• _About this exercise_
Scan the entries below for the word "head", then copy each line that holds it.

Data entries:
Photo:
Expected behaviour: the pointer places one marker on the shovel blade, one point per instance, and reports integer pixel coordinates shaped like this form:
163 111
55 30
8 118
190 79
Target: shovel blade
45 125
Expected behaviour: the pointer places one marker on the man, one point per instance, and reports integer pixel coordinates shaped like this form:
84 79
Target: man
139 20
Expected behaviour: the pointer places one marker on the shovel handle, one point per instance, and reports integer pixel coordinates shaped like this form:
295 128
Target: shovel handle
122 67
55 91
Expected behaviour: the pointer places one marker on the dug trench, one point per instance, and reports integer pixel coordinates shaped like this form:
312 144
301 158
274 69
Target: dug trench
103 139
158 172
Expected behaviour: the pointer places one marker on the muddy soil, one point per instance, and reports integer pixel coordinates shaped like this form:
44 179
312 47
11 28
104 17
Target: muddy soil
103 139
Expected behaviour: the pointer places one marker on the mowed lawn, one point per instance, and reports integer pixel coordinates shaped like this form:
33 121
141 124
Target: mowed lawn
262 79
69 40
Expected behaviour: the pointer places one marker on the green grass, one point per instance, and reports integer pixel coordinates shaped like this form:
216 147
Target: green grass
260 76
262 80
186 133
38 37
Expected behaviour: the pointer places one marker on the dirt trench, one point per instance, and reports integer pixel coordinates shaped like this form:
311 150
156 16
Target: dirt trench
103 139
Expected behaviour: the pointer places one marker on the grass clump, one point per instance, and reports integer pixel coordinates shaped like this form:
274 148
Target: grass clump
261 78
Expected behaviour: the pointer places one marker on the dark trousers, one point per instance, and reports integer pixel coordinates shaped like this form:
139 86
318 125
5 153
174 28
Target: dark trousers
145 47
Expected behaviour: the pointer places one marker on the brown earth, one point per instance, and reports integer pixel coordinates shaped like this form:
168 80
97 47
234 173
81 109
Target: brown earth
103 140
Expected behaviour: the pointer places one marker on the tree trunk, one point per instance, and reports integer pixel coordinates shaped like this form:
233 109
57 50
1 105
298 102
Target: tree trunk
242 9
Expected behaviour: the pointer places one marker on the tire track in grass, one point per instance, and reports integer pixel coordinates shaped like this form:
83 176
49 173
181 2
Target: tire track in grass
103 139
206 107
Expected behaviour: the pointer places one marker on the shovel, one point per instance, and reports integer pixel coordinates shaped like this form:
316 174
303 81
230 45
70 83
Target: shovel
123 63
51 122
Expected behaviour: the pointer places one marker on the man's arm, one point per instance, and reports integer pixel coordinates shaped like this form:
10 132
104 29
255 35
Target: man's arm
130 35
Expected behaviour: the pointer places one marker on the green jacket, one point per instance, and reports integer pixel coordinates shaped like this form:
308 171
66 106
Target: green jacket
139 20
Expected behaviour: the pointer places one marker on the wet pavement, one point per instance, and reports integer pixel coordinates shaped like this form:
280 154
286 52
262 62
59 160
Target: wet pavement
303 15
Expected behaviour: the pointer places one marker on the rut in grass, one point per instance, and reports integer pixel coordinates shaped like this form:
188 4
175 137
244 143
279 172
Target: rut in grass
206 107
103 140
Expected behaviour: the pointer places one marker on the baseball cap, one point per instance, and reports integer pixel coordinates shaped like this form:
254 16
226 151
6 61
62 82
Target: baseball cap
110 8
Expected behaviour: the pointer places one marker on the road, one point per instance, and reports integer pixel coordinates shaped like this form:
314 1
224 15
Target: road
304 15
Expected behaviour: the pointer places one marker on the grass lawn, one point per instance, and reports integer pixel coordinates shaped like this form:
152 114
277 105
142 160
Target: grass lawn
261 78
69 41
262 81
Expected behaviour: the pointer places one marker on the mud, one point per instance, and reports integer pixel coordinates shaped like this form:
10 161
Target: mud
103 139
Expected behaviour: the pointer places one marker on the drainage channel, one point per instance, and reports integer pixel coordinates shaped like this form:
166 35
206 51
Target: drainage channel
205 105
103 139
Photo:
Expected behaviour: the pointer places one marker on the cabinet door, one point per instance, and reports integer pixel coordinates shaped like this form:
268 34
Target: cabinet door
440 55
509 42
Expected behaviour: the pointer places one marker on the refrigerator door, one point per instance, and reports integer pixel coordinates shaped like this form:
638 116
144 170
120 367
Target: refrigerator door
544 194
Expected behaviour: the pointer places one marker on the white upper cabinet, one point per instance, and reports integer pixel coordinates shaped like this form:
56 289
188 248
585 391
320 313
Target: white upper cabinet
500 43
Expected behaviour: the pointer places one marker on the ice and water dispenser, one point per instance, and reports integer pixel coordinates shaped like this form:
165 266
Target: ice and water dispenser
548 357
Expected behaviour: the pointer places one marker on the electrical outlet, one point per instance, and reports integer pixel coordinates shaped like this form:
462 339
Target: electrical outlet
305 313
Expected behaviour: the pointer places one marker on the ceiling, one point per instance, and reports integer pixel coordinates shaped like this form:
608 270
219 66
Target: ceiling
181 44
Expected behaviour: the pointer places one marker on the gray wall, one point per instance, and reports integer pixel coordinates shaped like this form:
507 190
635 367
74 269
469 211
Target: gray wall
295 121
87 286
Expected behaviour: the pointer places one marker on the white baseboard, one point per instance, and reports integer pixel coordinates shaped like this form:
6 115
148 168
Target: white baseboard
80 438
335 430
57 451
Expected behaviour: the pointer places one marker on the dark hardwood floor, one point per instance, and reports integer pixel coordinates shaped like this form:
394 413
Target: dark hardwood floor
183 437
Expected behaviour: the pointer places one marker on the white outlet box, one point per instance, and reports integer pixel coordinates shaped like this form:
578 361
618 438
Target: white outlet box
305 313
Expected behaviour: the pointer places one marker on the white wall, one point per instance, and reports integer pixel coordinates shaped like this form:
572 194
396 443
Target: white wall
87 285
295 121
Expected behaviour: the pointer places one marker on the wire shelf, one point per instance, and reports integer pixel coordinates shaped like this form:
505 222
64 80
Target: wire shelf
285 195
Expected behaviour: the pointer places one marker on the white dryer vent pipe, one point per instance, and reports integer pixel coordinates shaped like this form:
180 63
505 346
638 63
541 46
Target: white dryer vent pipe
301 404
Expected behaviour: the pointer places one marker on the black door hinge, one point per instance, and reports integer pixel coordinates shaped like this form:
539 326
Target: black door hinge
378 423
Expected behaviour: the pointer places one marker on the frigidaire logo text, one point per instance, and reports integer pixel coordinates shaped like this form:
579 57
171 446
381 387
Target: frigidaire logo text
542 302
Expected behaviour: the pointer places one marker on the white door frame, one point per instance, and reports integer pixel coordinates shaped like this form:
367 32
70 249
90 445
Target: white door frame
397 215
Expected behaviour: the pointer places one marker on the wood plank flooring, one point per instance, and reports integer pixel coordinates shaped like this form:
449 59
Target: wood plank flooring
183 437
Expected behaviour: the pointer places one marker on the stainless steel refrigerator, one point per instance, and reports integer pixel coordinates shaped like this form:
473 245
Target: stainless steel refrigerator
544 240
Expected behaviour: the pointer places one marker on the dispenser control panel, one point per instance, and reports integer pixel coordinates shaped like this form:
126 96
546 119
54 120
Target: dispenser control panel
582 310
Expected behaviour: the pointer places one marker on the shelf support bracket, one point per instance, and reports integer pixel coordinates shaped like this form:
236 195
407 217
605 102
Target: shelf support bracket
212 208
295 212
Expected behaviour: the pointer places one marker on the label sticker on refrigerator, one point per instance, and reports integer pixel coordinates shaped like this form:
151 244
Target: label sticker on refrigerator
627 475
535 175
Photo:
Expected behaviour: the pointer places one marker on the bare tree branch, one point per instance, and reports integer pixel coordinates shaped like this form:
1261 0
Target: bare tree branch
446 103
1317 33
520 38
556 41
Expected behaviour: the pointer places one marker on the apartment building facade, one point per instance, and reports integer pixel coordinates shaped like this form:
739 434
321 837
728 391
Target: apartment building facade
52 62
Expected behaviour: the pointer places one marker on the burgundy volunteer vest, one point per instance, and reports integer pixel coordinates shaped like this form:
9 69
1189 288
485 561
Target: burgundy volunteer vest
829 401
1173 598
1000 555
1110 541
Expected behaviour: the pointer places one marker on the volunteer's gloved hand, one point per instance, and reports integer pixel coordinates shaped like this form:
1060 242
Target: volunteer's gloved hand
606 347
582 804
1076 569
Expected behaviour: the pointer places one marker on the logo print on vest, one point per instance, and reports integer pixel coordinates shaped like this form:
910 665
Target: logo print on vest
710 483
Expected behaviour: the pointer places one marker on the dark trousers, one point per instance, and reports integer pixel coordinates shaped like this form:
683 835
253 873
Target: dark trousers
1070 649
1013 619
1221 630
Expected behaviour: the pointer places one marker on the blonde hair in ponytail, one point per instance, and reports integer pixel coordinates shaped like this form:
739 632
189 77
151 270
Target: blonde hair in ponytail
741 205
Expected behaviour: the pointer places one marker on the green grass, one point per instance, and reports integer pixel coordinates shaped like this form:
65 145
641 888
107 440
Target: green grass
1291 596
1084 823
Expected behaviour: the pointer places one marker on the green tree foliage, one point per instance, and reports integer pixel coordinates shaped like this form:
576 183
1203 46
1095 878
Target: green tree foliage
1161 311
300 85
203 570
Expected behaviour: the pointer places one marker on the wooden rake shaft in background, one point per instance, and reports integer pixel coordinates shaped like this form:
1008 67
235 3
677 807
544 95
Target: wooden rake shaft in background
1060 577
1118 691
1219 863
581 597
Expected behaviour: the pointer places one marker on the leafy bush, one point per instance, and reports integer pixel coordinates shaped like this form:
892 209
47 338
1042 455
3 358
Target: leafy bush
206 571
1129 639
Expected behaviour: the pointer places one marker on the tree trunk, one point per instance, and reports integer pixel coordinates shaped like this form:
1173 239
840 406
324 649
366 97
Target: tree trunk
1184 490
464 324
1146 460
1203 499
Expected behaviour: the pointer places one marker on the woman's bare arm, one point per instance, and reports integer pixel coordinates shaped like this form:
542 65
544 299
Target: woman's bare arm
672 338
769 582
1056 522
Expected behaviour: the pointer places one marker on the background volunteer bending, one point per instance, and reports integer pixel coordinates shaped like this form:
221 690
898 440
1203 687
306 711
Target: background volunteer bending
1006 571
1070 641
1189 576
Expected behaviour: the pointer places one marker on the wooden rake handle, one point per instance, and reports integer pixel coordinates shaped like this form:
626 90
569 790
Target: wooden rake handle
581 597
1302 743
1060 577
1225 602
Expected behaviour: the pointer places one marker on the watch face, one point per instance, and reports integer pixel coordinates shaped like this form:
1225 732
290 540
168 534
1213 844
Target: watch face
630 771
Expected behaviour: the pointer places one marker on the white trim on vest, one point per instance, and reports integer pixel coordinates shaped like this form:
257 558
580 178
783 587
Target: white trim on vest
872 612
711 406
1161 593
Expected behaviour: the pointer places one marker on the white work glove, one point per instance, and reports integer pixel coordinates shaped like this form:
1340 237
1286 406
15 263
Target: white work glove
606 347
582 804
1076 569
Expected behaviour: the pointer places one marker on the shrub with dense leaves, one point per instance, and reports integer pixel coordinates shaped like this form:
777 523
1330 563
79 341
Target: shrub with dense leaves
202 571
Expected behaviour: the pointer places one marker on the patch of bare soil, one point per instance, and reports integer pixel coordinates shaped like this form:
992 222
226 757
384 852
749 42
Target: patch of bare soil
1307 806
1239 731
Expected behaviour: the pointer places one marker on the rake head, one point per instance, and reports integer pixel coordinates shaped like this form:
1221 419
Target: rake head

• _Final answer_
Expected behaviour: the pointer places one marker on the rake head, one point per instance, and reports integer pixel coordinates shaped like this form:
Target: rake head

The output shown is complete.